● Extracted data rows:
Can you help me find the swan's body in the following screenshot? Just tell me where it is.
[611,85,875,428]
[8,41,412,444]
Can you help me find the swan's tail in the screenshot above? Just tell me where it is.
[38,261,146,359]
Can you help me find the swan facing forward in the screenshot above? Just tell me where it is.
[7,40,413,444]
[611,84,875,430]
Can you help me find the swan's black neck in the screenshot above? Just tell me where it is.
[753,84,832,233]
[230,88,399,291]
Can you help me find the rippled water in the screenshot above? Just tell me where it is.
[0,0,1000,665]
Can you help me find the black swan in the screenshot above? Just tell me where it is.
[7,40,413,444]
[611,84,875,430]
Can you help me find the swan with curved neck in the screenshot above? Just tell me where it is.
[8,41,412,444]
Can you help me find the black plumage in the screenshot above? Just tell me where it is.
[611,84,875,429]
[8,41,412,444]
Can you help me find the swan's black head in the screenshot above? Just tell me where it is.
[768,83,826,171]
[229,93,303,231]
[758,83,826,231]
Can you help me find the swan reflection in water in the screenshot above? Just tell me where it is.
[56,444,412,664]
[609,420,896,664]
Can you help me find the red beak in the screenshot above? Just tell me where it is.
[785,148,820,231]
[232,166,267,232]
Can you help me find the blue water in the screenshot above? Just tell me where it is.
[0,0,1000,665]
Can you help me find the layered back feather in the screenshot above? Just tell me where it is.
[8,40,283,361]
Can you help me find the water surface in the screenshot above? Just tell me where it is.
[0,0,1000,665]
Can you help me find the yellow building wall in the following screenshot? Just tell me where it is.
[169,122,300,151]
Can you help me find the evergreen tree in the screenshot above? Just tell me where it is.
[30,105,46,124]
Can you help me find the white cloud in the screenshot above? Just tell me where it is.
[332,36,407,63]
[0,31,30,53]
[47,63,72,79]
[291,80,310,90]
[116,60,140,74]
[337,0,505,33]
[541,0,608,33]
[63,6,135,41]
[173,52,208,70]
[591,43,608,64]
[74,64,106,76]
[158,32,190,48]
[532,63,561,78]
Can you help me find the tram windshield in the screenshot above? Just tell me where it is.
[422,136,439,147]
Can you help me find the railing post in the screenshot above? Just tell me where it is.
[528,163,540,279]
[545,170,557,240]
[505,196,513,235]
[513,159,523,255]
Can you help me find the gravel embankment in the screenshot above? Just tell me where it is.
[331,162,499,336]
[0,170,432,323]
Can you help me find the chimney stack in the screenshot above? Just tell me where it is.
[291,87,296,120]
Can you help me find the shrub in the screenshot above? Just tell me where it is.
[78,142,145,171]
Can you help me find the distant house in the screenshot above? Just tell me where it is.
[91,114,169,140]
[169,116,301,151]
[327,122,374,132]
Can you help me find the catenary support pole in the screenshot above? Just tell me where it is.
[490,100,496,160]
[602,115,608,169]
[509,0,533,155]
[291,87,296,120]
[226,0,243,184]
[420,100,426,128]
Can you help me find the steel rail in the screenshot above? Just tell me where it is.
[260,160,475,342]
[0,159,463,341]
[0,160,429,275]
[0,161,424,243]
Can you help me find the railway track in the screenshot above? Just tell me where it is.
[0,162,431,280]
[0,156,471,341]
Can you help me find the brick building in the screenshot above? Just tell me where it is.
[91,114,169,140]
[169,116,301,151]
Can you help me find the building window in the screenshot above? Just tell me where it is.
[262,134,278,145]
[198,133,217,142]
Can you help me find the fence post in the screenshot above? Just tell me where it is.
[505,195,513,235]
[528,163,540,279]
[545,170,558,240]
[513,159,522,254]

● WHAT IS REQUIRED: Copy every row above without changing anything.

● COMPLETE RESPONSE:
Can you help me find the swan's body in the following screenshot? Just tell me where it is.
[611,85,875,428]
[8,41,412,444]
Can you help me find the swan's tail in the screenshot above? Just tell me where it is.
[38,261,146,359]
Can you help me find the swan facing forward in the screenshot above? Just tell me where it is.
[7,40,413,444]
[611,84,875,430]
Can you help me find the swan's black neck in the screenshot above? Just tell me where it is.
[753,84,832,233]
[230,88,399,291]
Can you help me find the rippled water in the screenshot above? Just tell me where it is.
[0,0,1000,665]
Can you help me find the black swan in the screenshot above? Just tell me where it is.
[7,40,413,444]
[611,84,875,430]
Can you help me find the swan with curved neck in the screenshot above? Just tell me where it is.
[8,41,412,444]
Can you help me find the black plumage in the screenshot above? Just tell me where it is.
[611,84,875,429]
[8,41,412,444]
Can you help me find the swan's black head in the screenshot above? Just tell me where it is.
[768,83,826,171]
[229,93,303,231]
[758,83,826,231]
Can you help me find the swan reflection in water in the screenshot above? Just tell me where it is.
[56,444,412,664]
[609,420,896,664]
Can you help me find the red beak in the screenshot above? Just tell me where it is.
[785,148,820,231]
[232,166,267,232]
Can you help me find the blue water in the screenshot above? Just tell me where it is.
[0,0,1000,665]
Can you help me find the layered back feather in the screenshot above? Just tell me where it is.
[8,40,283,361]
Can you help me find the water surface in the screenshot above? Just tell me where it is.
[0,0,1000,665]
Can you help me find the yellow building wall in the following screenshot? Just tell me where it is.
[169,122,300,151]
Can you help me find the evergreen tree in the screenshot above? Just tell me where it is.
[30,105,46,124]
Can you help me find the white cloud in the screenshot above? Just tell me where it is.
[332,36,407,63]
[0,31,30,53]
[47,63,72,79]
[291,80,310,90]
[116,60,140,74]
[337,0,505,33]
[541,0,608,33]
[63,6,135,41]
[173,52,208,70]
[591,43,608,64]
[74,64,106,76]
[158,32,190,48]
[532,63,561,78]
Can you help me find the tram windshield in the screenshot above? Just tell me where it is.
[422,136,439,147]
Can you help me find the railing post in the screenshot above? Just tell me where it is.
[528,163,540,279]
[545,170,557,240]
[505,196,513,235]
[513,159,523,255]
Can you help me find the gravel embankment in the screenshot above? Just tell me where it is.
[331,162,499,336]
[0,170,432,323]
Can you help me find the chimney stack in the screenshot above? Just tell me where it is.
[291,87,296,120]
Can you help me find the shrub in the screenshot above? Just tell me where it is.
[78,142,145,171]
Can you help me find the distant house in the screenshot above? Just tell me where it is.
[91,114,169,140]
[169,116,301,151]
[327,122,374,132]
Can you help me find the catenary support pole in the screenshot above? Just tell me where it is.
[490,100,496,160]
[602,115,608,169]
[509,0,533,155]
[291,87,296,120]
[226,0,243,184]
[420,100,426,128]
Can you help me find the steel rail in the screenshot above? Just tell me where it is.
[260,160,475,342]
[0,159,463,341]
[0,160,429,275]
[0,161,424,243]
Can you help me find the railway track in the screenshot above? Just tell me where it is.
[0,162,431,280]
[0,156,471,341]
Can you help me find the brick building in the screenshot above? Just tell me where it is.
[91,114,169,140]
[169,116,301,151]
Can you help me find the building window in the screenshot above? Just tell me where it is.
[262,134,278,145]
[198,133,217,142]
Can you help me find the fence post in the screenshot above? Just tell me where it is.
[505,195,513,235]
[528,163,540,279]
[545,170,558,240]
[513,159,522,254]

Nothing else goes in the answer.